§ **EXERCISE GOAL**:
Can you transcribe every record below exactly as it appears?

(Stored dataset items)
···
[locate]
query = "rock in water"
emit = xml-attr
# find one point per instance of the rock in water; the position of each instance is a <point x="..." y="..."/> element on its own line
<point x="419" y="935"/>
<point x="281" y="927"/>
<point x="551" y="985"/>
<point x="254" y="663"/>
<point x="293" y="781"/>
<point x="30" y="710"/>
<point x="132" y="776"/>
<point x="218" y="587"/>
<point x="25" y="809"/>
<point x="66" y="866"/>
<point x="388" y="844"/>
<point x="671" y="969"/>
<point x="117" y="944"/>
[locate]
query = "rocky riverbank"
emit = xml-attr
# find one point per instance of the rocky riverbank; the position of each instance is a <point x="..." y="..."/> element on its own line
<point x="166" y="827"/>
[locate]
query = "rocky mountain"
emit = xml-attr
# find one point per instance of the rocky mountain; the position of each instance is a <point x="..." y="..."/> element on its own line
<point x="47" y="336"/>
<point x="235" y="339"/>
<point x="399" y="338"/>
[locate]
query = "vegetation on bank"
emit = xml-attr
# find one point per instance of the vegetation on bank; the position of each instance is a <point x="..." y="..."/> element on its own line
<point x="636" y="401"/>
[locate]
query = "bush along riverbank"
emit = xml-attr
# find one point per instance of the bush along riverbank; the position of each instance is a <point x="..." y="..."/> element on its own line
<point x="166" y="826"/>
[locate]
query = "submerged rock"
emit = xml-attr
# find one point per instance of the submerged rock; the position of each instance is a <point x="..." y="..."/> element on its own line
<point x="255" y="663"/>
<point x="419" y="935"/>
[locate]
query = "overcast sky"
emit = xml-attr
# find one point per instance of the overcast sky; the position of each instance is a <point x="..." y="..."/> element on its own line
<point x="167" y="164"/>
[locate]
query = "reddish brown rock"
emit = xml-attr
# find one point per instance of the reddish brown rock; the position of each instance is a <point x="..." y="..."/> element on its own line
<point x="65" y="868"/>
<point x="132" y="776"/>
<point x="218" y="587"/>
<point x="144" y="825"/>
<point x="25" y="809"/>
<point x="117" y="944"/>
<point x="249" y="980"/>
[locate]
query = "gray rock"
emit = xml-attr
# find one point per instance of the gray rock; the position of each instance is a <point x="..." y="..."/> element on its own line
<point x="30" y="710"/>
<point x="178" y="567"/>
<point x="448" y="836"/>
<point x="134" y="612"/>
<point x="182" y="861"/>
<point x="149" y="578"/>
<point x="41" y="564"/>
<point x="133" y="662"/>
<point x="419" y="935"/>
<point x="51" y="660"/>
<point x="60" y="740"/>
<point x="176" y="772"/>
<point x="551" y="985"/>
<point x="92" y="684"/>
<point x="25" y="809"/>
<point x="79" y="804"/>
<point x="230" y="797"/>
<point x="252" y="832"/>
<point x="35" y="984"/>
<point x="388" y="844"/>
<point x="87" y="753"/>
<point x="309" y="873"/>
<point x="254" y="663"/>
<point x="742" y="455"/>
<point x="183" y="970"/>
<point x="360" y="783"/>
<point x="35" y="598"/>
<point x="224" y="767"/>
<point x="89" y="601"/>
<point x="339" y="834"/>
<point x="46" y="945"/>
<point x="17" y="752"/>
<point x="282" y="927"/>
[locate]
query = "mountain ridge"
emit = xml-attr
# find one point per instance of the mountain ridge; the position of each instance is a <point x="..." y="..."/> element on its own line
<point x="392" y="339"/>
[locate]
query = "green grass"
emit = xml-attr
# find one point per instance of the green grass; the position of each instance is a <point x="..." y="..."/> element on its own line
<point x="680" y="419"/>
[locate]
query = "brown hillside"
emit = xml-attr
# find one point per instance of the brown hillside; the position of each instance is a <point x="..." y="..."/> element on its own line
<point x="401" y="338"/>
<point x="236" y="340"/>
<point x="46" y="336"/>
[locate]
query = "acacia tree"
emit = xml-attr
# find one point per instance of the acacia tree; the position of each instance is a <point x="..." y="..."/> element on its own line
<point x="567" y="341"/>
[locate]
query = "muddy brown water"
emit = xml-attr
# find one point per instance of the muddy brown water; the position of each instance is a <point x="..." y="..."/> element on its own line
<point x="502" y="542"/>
···
§ **WRITTEN RESPONSE**:
[locate]
query = "rock in water"
emit = xml-attr
# find one point per instance of the rock in water; the position of each instance is a <point x="..." y="..."/> element on its own line
<point x="419" y="935"/>
<point x="281" y="927"/>
<point x="551" y="985"/>
<point x="254" y="663"/>
<point x="293" y="781"/>
<point x="30" y="710"/>
<point x="132" y="776"/>
<point x="218" y="587"/>
<point x="25" y="809"/>
<point x="66" y="866"/>
<point x="388" y="844"/>
<point x="671" y="969"/>
<point x="117" y="944"/>
[locate]
query = "rocky riverbank"
emit = xml-attr
# find one point per instance of the rocky riverbank; the position of each instance is a <point x="..." y="..."/> element on its own line
<point x="166" y="827"/>
[locate]
query = "rocky mountain"
emit = xml-attr
# find one point per instance of the rocky mountain; the position of each instance is a <point x="..." y="..."/> element on its own line
<point x="47" y="336"/>
<point x="235" y="339"/>
<point x="399" y="338"/>
[locate]
query = "vegetation on bank"
emit = xml-attr
# find one point per instance of the vegetation on bank; the position of each instance is a <point x="..." y="..."/> element on its own line
<point x="636" y="401"/>
[locate]
query = "bush along riverbank"
emit = xml-attr
# find one point per instance of the bush along riverbank; the position of each instance is a <point x="..." y="..."/> element on its own line
<point x="166" y="826"/>
[locate]
query = "submerged rock"
emit = xml-attr
# find one point per instance of the submerged rock; the position of each instance is a <point x="..." y="..."/> element on its own line
<point x="255" y="663"/>
<point x="419" y="935"/>
[locate]
query = "overcast sky"
emit = xml-attr
# find one point per instance of the overcast sky; the position of each instance is a <point x="..." y="..."/> element on its own line
<point x="167" y="164"/>
[locate]
query = "reddish brown rock"
emit = xml-attr
# find one point per instance of the reddish brown rock; the position of each instance is a <point x="..." y="..."/> element on its own line
<point x="65" y="868"/>
<point x="132" y="776"/>
<point x="218" y="587"/>
<point x="144" y="825"/>
<point x="25" y="809"/>
<point x="117" y="944"/>
<point x="249" y="980"/>
[locate]
query = "gray rock"
emit = xml-attr
# find one point per instance of the gray rock; the position of each instance is a <point x="..." y="..."/> element on its own line
<point x="30" y="710"/>
<point x="178" y="567"/>
<point x="448" y="836"/>
<point x="134" y="612"/>
<point x="182" y="861"/>
<point x="149" y="578"/>
<point x="41" y="564"/>
<point x="133" y="662"/>
<point x="419" y="935"/>
<point x="51" y="660"/>
<point x="60" y="740"/>
<point x="176" y="772"/>
<point x="551" y="985"/>
<point x="92" y="684"/>
<point x="25" y="809"/>
<point x="79" y="804"/>
<point x="230" y="797"/>
<point x="252" y="832"/>
<point x="35" y="984"/>
<point x="388" y="844"/>
<point x="87" y="753"/>
<point x="309" y="873"/>
<point x="254" y="663"/>
<point x="742" y="455"/>
<point x="183" y="970"/>
<point x="360" y="783"/>
<point x="35" y="598"/>
<point x="224" y="767"/>
<point x="89" y="601"/>
<point x="339" y="834"/>
<point x="46" y="945"/>
<point x="17" y="752"/>
<point x="282" y="927"/>
[locate]
query = "mountain ridge"
emit = xml-attr
# find one point per instance of the mountain ridge; the position of each instance is a <point x="..." y="..."/> element on its own line
<point x="392" y="339"/>
[locate]
query = "green grass"
emit = xml-attr
# find one point per instance of the green grass; the position of each instance is a <point x="..." y="..."/> element on its own line
<point x="680" y="419"/>
[locate]
query = "brown hillside"
emit = xml-attr
# find one point per instance of the brown hillside; the position of each instance is a <point x="..." y="..."/> element on its own line
<point x="401" y="338"/>
<point x="236" y="340"/>
<point x="46" y="336"/>
[locate]
query = "acacia tree"
emit = xml-attr
# find one point per instance of the acacia tree; the position of each instance is a <point x="..." y="..."/> element on its own line
<point x="567" y="341"/>
[locate]
query = "muddy brown water"
emit = xml-attr
# find one point per instance of the muddy brown water; the position of each instance is a <point x="..." y="..."/> element on its own line
<point x="502" y="542"/>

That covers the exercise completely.